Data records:
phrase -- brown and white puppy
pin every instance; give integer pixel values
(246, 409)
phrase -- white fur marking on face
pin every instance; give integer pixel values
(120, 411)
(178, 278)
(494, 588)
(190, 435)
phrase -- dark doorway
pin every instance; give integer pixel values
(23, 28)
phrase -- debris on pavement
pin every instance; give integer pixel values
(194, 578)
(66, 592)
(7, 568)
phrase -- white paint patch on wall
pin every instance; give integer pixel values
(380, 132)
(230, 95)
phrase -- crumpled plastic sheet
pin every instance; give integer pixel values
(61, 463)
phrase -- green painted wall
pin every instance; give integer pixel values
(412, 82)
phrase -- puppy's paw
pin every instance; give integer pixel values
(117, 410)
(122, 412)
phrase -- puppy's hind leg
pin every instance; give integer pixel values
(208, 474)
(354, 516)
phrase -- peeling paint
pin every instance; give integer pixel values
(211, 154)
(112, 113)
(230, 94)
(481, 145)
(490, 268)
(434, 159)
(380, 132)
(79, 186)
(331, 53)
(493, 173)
...
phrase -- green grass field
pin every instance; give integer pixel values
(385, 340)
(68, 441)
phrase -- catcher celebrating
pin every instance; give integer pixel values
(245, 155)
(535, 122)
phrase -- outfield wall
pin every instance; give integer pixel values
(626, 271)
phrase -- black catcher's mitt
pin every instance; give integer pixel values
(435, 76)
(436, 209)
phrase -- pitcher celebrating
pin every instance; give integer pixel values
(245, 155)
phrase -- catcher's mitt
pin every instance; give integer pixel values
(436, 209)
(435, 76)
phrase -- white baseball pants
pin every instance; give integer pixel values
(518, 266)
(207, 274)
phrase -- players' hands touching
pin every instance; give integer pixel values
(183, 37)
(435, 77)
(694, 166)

> Directions:
Identify each line in the records that contains the word "white", and copy every one of those lines.

> Solution to this exercise:
phrase -- brown and white puppy
phrase -- white fur marking on face
phrase -- white paint patch on wall
phrase -- white baseball pants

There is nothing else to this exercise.